What is asked :: Locate each line in the records below that contains the string "seat" and copy those lines out.

Saved entries
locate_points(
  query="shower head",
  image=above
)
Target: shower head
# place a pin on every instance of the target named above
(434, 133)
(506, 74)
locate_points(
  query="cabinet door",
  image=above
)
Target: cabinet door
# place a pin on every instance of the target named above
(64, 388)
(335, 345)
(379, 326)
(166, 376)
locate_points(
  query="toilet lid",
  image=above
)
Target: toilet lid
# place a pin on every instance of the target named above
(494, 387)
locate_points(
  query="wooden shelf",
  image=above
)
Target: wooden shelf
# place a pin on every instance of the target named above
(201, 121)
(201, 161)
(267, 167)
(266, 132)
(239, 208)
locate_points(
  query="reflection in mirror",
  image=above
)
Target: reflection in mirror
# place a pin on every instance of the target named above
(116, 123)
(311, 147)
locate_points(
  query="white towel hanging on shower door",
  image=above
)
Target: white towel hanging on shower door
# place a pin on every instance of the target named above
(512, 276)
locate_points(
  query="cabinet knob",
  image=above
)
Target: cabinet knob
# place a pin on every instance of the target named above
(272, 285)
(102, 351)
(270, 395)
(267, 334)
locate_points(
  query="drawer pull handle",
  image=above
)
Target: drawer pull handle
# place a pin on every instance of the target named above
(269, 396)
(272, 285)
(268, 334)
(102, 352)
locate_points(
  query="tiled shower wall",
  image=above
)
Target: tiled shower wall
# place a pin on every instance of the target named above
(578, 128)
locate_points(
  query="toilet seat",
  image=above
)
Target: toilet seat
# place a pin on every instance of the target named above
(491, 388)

Solution to this exercise ::
  query="toilet seat",
Target: toilet seat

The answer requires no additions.